#### Activity
Please repeat each entry. Match every word exactly.

#### Stored data
========
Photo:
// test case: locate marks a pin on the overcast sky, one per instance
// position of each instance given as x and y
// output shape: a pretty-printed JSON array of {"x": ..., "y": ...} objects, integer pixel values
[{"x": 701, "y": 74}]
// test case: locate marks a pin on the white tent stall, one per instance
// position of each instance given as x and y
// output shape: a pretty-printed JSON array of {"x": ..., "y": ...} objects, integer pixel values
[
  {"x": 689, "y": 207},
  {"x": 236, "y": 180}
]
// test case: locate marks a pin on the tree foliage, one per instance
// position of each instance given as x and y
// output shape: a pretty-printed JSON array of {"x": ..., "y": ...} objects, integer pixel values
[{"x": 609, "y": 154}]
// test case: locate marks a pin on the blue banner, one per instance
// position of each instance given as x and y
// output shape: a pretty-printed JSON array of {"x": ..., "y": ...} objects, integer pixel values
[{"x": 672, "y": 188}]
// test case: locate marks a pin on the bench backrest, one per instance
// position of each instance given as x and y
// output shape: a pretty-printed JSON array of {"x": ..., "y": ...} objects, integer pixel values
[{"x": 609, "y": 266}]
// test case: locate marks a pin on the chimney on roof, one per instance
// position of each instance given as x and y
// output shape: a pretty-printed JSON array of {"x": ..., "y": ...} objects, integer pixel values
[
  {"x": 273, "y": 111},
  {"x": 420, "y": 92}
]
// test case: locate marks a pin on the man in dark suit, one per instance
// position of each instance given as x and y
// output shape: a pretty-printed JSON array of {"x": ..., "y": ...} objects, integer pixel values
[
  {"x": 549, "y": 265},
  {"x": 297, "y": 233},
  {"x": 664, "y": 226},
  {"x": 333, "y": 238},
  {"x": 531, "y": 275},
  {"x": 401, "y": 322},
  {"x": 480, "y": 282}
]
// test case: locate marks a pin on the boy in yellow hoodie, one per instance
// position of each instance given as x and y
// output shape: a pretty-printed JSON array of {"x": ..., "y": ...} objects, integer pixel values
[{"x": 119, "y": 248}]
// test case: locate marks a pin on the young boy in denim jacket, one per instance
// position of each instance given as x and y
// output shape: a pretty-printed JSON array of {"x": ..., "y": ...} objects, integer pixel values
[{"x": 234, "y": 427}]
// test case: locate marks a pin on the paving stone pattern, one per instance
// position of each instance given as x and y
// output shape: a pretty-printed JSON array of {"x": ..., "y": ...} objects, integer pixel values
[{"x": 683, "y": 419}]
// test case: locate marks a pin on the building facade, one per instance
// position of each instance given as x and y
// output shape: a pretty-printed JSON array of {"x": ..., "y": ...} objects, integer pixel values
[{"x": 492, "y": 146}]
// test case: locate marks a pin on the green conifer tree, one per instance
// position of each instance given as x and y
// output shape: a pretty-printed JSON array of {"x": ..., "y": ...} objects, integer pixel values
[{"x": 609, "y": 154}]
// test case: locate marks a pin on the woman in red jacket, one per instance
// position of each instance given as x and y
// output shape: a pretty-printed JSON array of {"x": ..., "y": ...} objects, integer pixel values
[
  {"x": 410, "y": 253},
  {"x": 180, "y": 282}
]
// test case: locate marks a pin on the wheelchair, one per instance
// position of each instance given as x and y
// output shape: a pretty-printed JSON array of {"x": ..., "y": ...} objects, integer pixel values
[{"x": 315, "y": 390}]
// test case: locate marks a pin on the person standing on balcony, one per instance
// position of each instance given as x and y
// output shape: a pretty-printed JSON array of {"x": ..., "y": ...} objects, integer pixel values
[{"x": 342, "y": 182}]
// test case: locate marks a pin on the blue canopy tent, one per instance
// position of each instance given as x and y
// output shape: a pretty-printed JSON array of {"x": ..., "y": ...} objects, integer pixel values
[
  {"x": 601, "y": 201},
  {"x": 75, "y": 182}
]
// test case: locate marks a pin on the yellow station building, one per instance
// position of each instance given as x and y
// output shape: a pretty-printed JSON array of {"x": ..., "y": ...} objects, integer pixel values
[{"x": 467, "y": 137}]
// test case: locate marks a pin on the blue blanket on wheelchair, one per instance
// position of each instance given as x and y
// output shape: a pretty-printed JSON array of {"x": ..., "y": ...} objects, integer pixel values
========
#### Exercise answer
Photo:
// test case: locate marks a pin on the overcast sky, one per instance
// position of each instance given as x and y
// output shape: a pretty-printed JSON array of {"x": ..., "y": ...} objects, integer pixel values
[{"x": 701, "y": 74}]
// test case: locate marks a pin on the white tent stall, one per instance
// position of each instance given as x and y
// output shape: a pretty-printed JSON array of {"x": ..., "y": ...} objects, integer pixel values
[
  {"x": 689, "y": 207},
  {"x": 236, "y": 180}
]
// test case: locate marks a pin on the tree foliage, one per instance
// position of each instance given as x and y
// output shape: a pretty-printed JSON array of {"x": ..., "y": ...} objects, integer pixel values
[{"x": 609, "y": 154}]
// test case: locate marks a pin on the blue banner, one per instance
// position of each instance given as x and y
// output shape: a pretty-printed JSON array of {"x": ..., "y": ...} objects, integer pixel values
[{"x": 672, "y": 188}]
// test case: locate marks a pin on the bench backrest, one per instance
// position of each instance given as x and y
// output shape: a pretty-printed JSON array of {"x": ..., "y": ...} objects, integer pixel values
[{"x": 609, "y": 266}]
// test case: locate marks a pin on the chimney on roof, one per instance
// position of each instance given as x and y
// output shape: a pretty-printed JSON array of {"x": ..., "y": ...} objects, integer pixel values
[
  {"x": 273, "y": 111},
  {"x": 420, "y": 92}
]
// test case: locate marks a pin on the man in dark suit, one per instance
// position of each instance given as x and y
// output shape: a pretty-printed JSON array of {"x": ..., "y": ...} objects, integer pixel values
[
  {"x": 549, "y": 265},
  {"x": 297, "y": 233},
  {"x": 664, "y": 226},
  {"x": 333, "y": 238},
  {"x": 531, "y": 275},
  {"x": 401, "y": 322},
  {"x": 480, "y": 282}
]
// test case: locate marks a pin on the boy in yellow hoodie, one per instance
// position of each instance given as x and y
// output shape: a pretty-printed JSON array of {"x": ..., "y": ...} objects, integer pixel values
[{"x": 119, "y": 248}]
// test case: locate marks a pin on the young boy in denim jacket, one per instance
// position of each instance given as x and y
// output shape: a pretty-printed JSON array of {"x": ..., "y": ...} objects, integer pixel values
[{"x": 234, "y": 427}]
// test case: locate marks a pin on the paving stone pattern, one per instance
// position of each instance given as x and y
// output shape: a pretty-printed JSON array of {"x": ..., "y": ...} objects, integer pixel values
[{"x": 683, "y": 419}]
// test case: locate marks a pin on the building facade, one per instance
// position of each instance given as x and y
// output shape: a pretty-printed JSON array of {"x": ..., "y": ...} objects, integer pixel values
[{"x": 492, "y": 146}]
// test case: locate marks a pin on the green conifer tree, one per instance
// position of each instance given as x and y
// output shape: a pretty-printed JSON array of {"x": ..., "y": ...} objects, integer pixel values
[{"x": 609, "y": 154}]
// test case: locate marks a pin on the woman in red jacket, one per instance
// position of each instance given as x and y
// output shape: a pretty-printed JSON array of {"x": ..., "y": ...} objects, integer pixel values
[
  {"x": 410, "y": 253},
  {"x": 180, "y": 282}
]
// test case: locate marks a pin on the wheelchair, one per instance
// position of each instance given as x and y
// output shape: a pretty-printed JSON array of {"x": ..., "y": ...} objects, integer pixel values
[{"x": 315, "y": 390}]
// test case: locate marks a pin on the person standing on balcony, one per instance
// position of each instance given as x and y
// output shape: a pretty-printed JSON array of {"x": ..., "y": ...} objects, integer pixel values
[{"x": 342, "y": 182}]
// test case: locate marks a pin on the blue canopy tent, one per instance
// position of each instance given as x and y
// output shape: a pretty-printed JSON array of {"x": ..., "y": ...} objects, integer pixel values
[
  {"x": 601, "y": 201},
  {"x": 75, "y": 182}
]
// test case: locate marks a pin on the yellow station building, one per instance
// position of each instance given as x and y
// output shape: a pretty-printed JSON array of {"x": ..., "y": ...} objects, integer pixel values
[{"x": 467, "y": 137}]
// test case: locate marks a pin on the blue blanket on wheelchair, one per instance
// position of each instance given as x and y
// output shape: a pretty-printed JSON array of {"x": ..., "y": ...} objects, integer pixel values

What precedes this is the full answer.